(Data lines)
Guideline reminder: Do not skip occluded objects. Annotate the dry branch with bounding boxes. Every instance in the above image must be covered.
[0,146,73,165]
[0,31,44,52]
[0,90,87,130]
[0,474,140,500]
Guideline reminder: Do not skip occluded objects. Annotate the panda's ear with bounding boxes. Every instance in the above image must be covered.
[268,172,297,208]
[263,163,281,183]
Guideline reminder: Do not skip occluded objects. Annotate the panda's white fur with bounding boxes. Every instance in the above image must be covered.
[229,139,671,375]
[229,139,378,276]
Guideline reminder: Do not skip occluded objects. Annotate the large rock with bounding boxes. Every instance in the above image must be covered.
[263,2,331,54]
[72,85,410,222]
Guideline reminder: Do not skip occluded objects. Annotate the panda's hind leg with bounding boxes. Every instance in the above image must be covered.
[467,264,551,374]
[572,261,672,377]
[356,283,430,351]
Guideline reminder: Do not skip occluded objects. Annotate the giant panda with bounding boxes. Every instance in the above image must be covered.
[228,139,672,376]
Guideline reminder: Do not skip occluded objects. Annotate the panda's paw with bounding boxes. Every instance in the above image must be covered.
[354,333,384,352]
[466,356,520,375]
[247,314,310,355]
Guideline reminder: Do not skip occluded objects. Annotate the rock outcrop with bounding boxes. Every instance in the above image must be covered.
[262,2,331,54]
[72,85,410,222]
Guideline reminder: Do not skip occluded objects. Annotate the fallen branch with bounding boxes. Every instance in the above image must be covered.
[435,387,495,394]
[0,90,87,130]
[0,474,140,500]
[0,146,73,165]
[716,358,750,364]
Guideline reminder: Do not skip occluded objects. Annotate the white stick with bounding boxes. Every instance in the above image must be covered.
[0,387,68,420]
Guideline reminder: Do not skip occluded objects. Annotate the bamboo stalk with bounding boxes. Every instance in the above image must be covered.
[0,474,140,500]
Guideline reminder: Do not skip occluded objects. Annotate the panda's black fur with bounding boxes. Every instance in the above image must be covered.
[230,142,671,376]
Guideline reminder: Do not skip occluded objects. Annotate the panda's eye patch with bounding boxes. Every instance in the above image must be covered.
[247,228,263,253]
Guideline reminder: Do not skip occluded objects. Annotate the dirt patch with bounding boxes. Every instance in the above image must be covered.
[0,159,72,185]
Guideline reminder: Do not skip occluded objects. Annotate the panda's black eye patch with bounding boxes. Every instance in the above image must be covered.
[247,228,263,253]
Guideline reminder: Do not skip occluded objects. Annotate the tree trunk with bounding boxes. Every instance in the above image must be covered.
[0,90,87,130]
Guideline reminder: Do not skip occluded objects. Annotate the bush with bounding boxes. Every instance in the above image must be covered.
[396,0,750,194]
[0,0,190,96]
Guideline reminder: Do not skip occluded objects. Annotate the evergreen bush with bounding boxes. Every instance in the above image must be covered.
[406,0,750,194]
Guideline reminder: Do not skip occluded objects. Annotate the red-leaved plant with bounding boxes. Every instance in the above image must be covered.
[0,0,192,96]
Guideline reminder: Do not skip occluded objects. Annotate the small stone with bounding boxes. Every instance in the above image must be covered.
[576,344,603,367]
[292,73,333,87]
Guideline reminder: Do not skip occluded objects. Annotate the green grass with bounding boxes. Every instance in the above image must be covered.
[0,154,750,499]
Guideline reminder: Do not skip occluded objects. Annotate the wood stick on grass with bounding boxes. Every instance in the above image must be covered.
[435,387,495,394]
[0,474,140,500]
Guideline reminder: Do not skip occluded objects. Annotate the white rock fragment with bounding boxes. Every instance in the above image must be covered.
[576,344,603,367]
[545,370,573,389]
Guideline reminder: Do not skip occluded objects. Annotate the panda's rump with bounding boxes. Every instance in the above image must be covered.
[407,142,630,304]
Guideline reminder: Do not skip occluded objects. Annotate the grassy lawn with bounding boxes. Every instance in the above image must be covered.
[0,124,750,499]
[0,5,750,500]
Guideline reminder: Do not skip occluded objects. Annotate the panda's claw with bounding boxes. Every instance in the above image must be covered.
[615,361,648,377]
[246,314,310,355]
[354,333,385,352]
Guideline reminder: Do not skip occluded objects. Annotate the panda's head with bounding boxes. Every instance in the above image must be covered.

▸ Given request: Reproduce every one of the records above verbatim, keeping their original order.

▸ Exercise response:
Guideline reminder: Do not skip occluded objects. Annotate the dry branch with bounding boxes. Every instance in the above image must be covered.
[0,146,73,165]
[0,31,44,52]
[0,90,87,130]
[0,474,140,500]
Guideline reminder: Do not skip occluded objects. Annotate the panda's ear with bounding boxes. Every instance in the above image must be covered.
[268,172,297,208]
[263,163,281,183]
Guideline reminder: Do not skip occluded objects. Annotate the panda's white fur with bounding boxes. Every instance in the above image must be covered.
[229,139,671,375]
[229,139,378,276]
Guideline reminder: Do not skip occluded objects. Annotate the large rock with bounding boxes. Every instance in the above image must be covered.
[263,2,331,54]
[72,85,410,222]
Guideline reminder: Do not skip occluded objects. Annotate the panda's hind leg with bounding boxes. Every instance in the above image must be covered.
[467,264,551,374]
[572,261,672,377]
[356,283,430,351]
Guideline reminder: Do not skip occluded objects. Annotate the giant panda with bounding boxes. Every instance in the above image must be covered.
[228,139,672,376]
Guideline reminder: Do not skip occluded objects. Annotate the panda's paw with bounding boxes. Every instance in the above image must be covered.
[354,333,384,352]
[466,356,520,375]
[247,314,310,355]
Guideline reminder: Do not skip occluded objects. Annotate the rock outcrop with bounding boxes. Every instance in the above image must be covered.
[262,2,331,54]
[72,85,410,222]
Guideline reminder: Do not skip occluded objects. Annotate the fallen branch with bounding boxes. Every instance in the above image must be covered.
[435,387,495,394]
[0,90,87,130]
[0,474,140,500]
[0,146,73,165]
[716,358,750,364]
Guideline reminder: Do not skip occluded objects. Annotate the white stick with bounding boxes. Every instance in the above image must be covered.
[0,387,68,420]
Guideline reminder: Do not skip occluded objects. Annotate the bamboo stalk with bounding boxes. Every instance in the above image must be covered.
[0,474,140,500]
Guideline reminder: Do not skip occluded objects. Annotate the panda's black fur with bounding boxes. Every instance in the above image must be covered.
[230,142,671,376]
Guideline reminder: Do not skip occluded objects. Annotate the panda's eye patch with bounding boxes. Every instance in the above image must be covered.
[247,228,263,253]
Guideline reminder: Do not skip occluded objects. Annotate the dirt patch with bounding boxes. Every instance in the above image must be covered.
[0,159,72,185]
Guideline reminder: Do not skip occluded objects. Annotate the panda's black eye patch with bounding boxes. Every instance in the above image must be covered.
[247,228,263,253]
Guideline reminder: Do not skip occluded objects. Annotate the tree trunk with bounding boxes. Every instance in the above image must be covered.
[0,90,87,130]
Guideline reminder: Do not skip occluded objects. Annotate the bush with bounding boxes. Every instance in the above image must be covered.
[396,0,750,194]
[0,0,190,96]
Guideline reminder: Do not skip occluded objects. Annotate the evergreen bush with bounding boxes. Every instance in the above image must be covered.
[406,0,750,194]
Guideline reminder: Do not skip occluded objects. Annotate the red-leaved plant with bounding boxes. Every instance in the above image must be covered.
[0,0,192,96]
Guideline reminder: Do not skip occluded objects. Annotate the small stone with bounding boxes. Every instance in the above image must be covered.
[576,344,603,367]
[292,73,333,87]
Guideline reminder: Do not skip occluded objects. Annotate the green grass with bounding boxes. Every instance in the above image must be covered.
[0,154,750,499]
Guideline reminder: Do not skip occluded objects. Annotate the wood stick on grass with bounding boxes. Every instance in the above image must be covered.
[435,387,495,394]
[0,474,140,500]
Guideline reminder: Do not skip occluded objects. Annotate the white rock fragment with bounding boxes. Every instance in the above image must be covered.
[576,344,603,367]
[545,370,573,389]
Guideline reminder: Do not skip occluded objects. Annotate the panda's rump with bounding boxes. Every instance in the above image must be covered.
[407,142,630,304]
Guideline reminder: Do not skip occluded objects. Annotate the grassy lawn with bounding boxes. Every instance in the above image must be covered.
[0,124,750,499]
[0,5,750,500]
Guideline reminder: Do not skip occluded objects. Annotate the panda's claw with bounding boxes. Every instance in the above image must be covered.
[615,361,648,377]
[246,314,310,355]
[354,333,385,352]
Guideline reminder: Do not skip occluded objects. Annotate the panda's head with bounding boxes. Every instance in the above image must be covered.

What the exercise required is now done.